Can you return everything from the line containing "Note: mark the bleacher" down to the end of the items below, word for word and with nothing else?

Start

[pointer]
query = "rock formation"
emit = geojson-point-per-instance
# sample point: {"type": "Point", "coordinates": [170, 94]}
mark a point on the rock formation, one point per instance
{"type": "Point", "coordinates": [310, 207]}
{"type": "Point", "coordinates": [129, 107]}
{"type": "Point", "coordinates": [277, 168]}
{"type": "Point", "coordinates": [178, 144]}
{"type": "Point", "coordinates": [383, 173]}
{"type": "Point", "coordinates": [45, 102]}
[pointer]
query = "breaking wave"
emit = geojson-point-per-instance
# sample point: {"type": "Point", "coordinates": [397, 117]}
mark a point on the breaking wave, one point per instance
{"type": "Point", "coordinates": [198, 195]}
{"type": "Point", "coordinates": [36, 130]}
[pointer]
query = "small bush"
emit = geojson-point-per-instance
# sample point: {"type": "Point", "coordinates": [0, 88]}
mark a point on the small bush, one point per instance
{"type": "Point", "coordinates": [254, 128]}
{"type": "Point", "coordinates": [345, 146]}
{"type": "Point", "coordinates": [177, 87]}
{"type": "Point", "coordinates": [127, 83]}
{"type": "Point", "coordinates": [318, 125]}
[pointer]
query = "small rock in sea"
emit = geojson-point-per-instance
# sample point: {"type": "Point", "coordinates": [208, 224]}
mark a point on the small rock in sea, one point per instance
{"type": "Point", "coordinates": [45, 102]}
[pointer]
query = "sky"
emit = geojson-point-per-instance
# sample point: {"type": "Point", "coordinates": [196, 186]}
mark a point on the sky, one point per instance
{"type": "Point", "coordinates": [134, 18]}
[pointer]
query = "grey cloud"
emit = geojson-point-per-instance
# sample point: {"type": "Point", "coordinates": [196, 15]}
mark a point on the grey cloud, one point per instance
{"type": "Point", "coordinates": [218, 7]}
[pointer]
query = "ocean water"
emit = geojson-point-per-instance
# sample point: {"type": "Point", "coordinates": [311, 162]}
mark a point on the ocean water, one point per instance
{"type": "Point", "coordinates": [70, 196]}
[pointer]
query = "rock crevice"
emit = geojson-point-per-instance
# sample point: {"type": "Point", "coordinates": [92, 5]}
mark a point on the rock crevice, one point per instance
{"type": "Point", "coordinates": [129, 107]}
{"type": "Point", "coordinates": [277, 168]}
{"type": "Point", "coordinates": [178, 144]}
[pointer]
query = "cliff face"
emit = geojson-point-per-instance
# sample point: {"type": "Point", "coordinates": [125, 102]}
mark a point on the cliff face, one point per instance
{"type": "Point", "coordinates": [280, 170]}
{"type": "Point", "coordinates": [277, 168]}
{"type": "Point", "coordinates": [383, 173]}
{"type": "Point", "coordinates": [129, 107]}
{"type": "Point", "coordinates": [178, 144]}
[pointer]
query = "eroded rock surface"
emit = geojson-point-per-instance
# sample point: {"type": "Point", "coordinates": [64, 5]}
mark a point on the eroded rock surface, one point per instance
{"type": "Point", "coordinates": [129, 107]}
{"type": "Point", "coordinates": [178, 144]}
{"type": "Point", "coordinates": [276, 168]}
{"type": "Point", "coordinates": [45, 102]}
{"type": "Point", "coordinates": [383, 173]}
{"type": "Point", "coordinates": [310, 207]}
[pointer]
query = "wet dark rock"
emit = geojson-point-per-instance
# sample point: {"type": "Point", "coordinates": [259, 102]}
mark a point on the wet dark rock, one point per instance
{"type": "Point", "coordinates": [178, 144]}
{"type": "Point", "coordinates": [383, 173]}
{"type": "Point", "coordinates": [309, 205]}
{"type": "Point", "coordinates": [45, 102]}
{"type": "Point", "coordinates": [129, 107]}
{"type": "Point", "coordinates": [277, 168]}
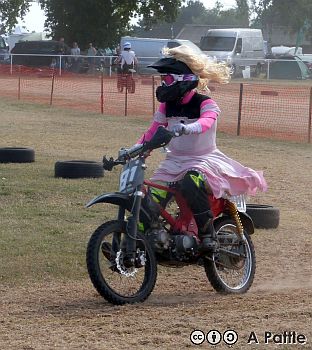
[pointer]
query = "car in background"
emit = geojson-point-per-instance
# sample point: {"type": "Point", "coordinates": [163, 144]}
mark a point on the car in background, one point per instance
{"type": "Point", "coordinates": [41, 53]}
{"type": "Point", "coordinates": [288, 67]}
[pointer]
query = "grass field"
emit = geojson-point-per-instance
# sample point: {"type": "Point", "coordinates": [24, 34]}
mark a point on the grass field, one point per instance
{"type": "Point", "coordinates": [47, 300]}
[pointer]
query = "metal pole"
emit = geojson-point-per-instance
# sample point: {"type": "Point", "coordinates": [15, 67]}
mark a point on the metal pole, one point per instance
{"type": "Point", "coordinates": [126, 96]}
{"type": "Point", "coordinates": [268, 70]}
{"type": "Point", "coordinates": [60, 70]}
{"type": "Point", "coordinates": [153, 92]}
{"type": "Point", "coordinates": [102, 92]}
{"type": "Point", "coordinates": [52, 89]}
{"type": "Point", "coordinates": [239, 117]}
{"type": "Point", "coordinates": [310, 117]}
{"type": "Point", "coordinates": [11, 63]}
{"type": "Point", "coordinates": [19, 88]}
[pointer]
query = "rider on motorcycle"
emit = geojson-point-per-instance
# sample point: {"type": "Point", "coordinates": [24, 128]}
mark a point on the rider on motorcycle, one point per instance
{"type": "Point", "coordinates": [194, 162]}
{"type": "Point", "coordinates": [127, 59]}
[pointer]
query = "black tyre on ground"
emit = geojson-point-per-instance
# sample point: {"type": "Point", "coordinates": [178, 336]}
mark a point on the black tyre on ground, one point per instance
{"type": "Point", "coordinates": [75, 169]}
{"type": "Point", "coordinates": [231, 270]}
{"type": "Point", "coordinates": [263, 216]}
{"type": "Point", "coordinates": [117, 282]}
{"type": "Point", "coordinates": [17, 155]}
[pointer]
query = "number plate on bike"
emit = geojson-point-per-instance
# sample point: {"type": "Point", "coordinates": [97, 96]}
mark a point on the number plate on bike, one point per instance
{"type": "Point", "coordinates": [131, 176]}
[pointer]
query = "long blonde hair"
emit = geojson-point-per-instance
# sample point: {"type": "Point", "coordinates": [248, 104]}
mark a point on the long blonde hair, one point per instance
{"type": "Point", "coordinates": [205, 68]}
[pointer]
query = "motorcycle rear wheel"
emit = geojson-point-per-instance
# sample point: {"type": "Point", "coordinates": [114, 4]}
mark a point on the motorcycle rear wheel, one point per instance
{"type": "Point", "coordinates": [227, 273]}
{"type": "Point", "coordinates": [114, 281]}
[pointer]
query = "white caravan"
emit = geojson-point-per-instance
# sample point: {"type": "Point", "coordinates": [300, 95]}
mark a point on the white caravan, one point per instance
{"type": "Point", "coordinates": [238, 47]}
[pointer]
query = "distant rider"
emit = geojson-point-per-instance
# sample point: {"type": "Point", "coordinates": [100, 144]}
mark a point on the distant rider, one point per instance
{"type": "Point", "coordinates": [127, 59]}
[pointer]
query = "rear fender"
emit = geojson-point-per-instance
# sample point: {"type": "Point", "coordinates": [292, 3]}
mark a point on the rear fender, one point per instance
{"type": "Point", "coordinates": [115, 198]}
{"type": "Point", "coordinates": [245, 219]}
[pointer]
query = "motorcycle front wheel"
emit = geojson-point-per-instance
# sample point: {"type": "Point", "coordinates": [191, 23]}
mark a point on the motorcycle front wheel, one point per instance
{"type": "Point", "coordinates": [111, 274]}
{"type": "Point", "coordinates": [231, 269]}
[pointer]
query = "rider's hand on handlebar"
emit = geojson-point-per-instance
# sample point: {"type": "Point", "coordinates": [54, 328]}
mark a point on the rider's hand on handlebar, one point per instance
{"type": "Point", "coordinates": [180, 129]}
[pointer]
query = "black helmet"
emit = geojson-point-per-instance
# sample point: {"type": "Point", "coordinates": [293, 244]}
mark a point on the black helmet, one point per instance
{"type": "Point", "coordinates": [170, 65]}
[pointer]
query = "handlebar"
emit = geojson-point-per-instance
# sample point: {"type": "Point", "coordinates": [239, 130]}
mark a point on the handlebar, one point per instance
{"type": "Point", "coordinates": [161, 138]}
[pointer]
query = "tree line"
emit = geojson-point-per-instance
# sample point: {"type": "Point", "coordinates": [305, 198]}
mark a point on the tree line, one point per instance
{"type": "Point", "coordinates": [104, 21]}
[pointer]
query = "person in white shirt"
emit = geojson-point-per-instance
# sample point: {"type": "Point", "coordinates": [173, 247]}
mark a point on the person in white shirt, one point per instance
{"type": "Point", "coordinates": [127, 59]}
{"type": "Point", "coordinates": [75, 51]}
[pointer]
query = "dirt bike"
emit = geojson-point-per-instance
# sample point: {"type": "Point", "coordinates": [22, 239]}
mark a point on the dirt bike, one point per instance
{"type": "Point", "coordinates": [122, 254]}
{"type": "Point", "coordinates": [126, 80]}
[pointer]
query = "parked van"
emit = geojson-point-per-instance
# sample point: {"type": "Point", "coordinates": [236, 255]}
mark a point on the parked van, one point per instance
{"type": "Point", "coordinates": [148, 50]}
{"type": "Point", "coordinates": [238, 47]}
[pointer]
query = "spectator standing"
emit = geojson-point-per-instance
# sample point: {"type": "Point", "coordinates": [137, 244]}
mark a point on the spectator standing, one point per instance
{"type": "Point", "coordinates": [127, 59]}
{"type": "Point", "coordinates": [91, 53]}
{"type": "Point", "coordinates": [75, 51]}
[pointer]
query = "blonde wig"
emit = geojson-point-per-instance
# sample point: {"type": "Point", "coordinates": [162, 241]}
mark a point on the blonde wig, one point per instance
{"type": "Point", "coordinates": [204, 67]}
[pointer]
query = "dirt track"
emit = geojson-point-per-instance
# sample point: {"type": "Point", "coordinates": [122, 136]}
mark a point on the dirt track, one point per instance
{"type": "Point", "coordinates": [70, 315]}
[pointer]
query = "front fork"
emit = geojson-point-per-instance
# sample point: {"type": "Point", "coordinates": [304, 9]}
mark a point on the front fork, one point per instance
{"type": "Point", "coordinates": [129, 243]}
{"type": "Point", "coordinates": [235, 216]}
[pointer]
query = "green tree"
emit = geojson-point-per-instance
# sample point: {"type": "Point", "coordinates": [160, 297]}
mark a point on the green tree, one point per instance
{"type": "Point", "coordinates": [101, 22]}
{"type": "Point", "coordinates": [187, 14]}
{"type": "Point", "coordinates": [10, 10]}
{"type": "Point", "coordinates": [194, 12]}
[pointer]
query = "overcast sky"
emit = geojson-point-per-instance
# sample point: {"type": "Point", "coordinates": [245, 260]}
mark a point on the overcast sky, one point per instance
{"type": "Point", "coordinates": [34, 20]}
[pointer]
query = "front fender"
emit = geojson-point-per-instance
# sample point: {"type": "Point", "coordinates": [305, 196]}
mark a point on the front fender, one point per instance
{"type": "Point", "coordinates": [115, 198]}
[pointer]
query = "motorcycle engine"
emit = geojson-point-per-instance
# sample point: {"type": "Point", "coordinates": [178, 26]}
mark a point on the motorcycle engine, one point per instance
{"type": "Point", "coordinates": [159, 239]}
{"type": "Point", "coordinates": [179, 247]}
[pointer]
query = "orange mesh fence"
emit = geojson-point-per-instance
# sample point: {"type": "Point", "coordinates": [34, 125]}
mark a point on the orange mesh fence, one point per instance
{"type": "Point", "coordinates": [265, 110]}
{"type": "Point", "coordinates": [273, 111]}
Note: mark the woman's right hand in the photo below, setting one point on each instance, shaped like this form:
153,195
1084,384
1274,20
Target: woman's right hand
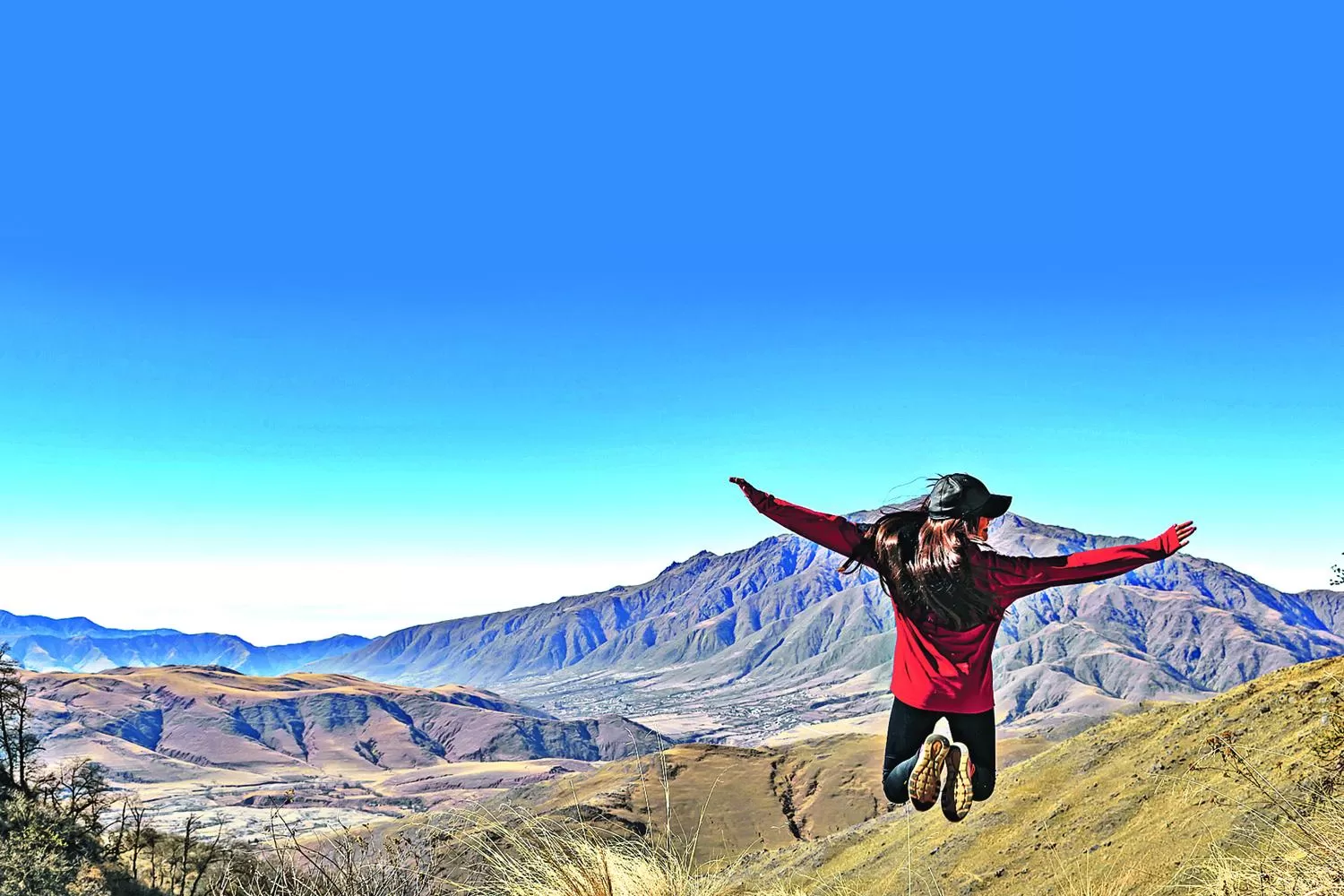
746,487
1177,536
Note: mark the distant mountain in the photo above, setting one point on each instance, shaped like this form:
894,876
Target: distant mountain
16,626
78,645
737,646
152,720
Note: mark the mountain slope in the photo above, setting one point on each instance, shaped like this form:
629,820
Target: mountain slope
222,719
80,645
771,637
1139,796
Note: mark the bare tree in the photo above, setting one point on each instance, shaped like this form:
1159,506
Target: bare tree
18,745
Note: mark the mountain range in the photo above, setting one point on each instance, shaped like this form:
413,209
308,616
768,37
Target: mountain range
171,721
739,646
81,645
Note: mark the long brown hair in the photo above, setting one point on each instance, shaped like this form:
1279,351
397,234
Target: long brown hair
922,564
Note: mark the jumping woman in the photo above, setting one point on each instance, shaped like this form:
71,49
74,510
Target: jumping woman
949,591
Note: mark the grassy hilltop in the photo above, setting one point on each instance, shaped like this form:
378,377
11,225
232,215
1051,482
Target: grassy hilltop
1144,802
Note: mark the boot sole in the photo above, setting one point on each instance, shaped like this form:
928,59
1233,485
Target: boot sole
926,777
956,794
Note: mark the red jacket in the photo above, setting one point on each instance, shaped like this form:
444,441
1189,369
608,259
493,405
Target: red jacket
948,670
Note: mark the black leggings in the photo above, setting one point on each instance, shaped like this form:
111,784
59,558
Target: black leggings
906,731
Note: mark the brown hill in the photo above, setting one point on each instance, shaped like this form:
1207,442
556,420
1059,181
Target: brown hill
1139,797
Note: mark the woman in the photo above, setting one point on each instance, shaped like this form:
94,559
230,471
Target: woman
949,591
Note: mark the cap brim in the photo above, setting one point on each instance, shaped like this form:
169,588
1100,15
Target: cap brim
995,505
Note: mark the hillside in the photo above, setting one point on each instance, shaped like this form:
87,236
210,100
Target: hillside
1140,796
747,645
171,723
739,646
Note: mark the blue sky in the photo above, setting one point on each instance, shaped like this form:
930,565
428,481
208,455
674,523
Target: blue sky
324,319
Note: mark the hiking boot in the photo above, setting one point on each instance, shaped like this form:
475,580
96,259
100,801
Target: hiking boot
956,793
926,777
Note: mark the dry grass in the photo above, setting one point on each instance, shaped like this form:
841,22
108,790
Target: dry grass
1292,839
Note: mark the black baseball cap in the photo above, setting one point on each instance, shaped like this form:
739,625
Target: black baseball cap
961,495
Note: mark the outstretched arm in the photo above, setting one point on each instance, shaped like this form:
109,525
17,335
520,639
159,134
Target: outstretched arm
827,530
1011,578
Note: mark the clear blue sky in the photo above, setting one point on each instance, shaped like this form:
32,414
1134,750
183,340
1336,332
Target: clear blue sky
323,317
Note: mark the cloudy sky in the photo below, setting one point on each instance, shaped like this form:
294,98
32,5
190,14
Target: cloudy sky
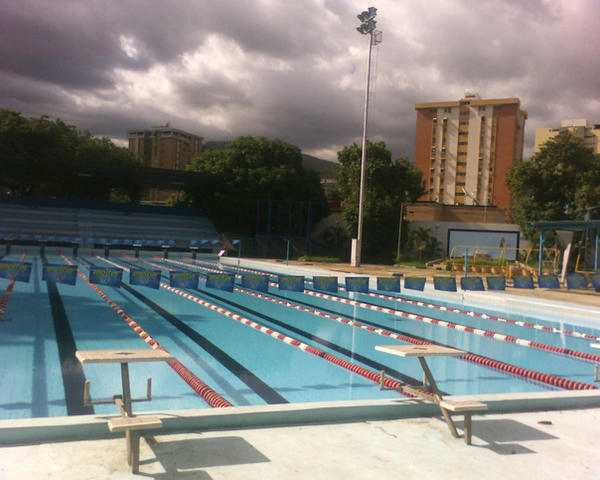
294,69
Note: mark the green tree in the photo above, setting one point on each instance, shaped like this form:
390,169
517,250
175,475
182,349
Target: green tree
56,150
387,184
248,170
558,183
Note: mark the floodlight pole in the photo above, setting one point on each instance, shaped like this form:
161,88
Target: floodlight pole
367,27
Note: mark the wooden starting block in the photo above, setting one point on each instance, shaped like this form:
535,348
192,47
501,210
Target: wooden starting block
127,422
467,408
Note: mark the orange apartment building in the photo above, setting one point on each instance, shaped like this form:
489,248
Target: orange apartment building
465,148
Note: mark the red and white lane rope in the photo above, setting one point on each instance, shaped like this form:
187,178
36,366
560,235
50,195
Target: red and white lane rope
549,379
588,357
8,291
364,372
208,394
536,326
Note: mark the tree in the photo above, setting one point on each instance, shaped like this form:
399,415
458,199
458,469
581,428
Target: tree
558,183
248,170
56,150
387,184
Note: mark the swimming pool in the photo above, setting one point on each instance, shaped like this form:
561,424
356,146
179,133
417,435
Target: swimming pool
248,347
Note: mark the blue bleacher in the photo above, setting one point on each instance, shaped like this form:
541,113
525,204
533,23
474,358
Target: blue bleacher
174,228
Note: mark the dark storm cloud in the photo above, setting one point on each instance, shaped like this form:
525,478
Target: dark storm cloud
293,70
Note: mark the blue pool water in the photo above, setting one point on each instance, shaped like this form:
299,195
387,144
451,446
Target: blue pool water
45,322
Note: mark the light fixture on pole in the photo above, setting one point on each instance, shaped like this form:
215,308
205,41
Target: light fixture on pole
367,27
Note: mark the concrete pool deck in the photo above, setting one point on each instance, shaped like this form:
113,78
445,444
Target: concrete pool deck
549,443
546,445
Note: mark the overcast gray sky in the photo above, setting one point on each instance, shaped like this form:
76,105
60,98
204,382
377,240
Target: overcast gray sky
294,69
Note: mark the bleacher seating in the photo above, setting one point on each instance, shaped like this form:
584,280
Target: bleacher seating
115,227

End

* _Reply to the task_
Note: mark the bleacher seating in the photo above, setting one point on each instance, shaped like this form:
584,280
Target: bleacher seating
115,227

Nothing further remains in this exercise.